# Material supplied:
>>>>
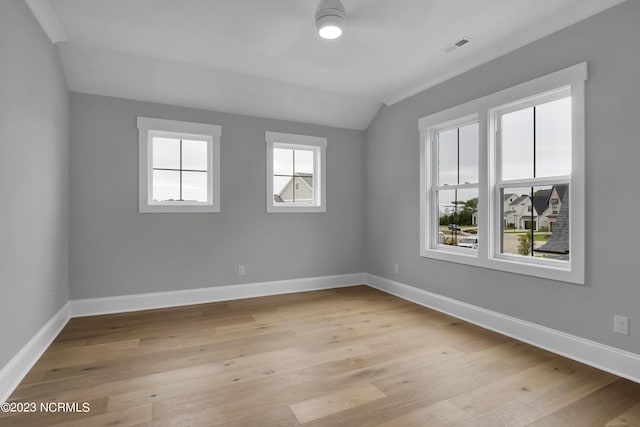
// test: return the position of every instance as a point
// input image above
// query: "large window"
(295, 173)
(502, 179)
(179, 166)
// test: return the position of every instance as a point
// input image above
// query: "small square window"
(295, 173)
(179, 166)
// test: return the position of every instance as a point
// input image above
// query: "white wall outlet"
(621, 325)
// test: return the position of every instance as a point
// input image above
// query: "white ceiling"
(265, 58)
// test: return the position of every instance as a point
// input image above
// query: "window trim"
(487, 255)
(301, 142)
(150, 127)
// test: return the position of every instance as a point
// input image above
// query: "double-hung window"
(296, 179)
(502, 179)
(179, 166)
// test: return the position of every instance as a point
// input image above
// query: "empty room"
<<<<
# Given exercise:
Reproduce every line above verbatim, omitting the picture.

# Reply:
// test: return the position of every instance as a point
// input image above
// query: "large window"
(295, 173)
(502, 179)
(179, 166)
// test: return the position of every instance as a point
// input image above
// query: "small square window"
(295, 173)
(179, 166)
// test: return the position of every instance as a point
// input image above
// query: "white wall outlet"
(621, 325)
// test: return the position of every instance as a point
// input image above
// query: "white ceiling"
(265, 58)
// test: return the position of every instance as a point
// input image above
// query: "window trim"
(487, 255)
(301, 142)
(150, 127)
// test: return the position of every instance as a point
// input image above
// query: "double-hung window"
(296, 179)
(502, 179)
(179, 166)
// test: return the position of every instance as a point
// input image above
// query: "empty room"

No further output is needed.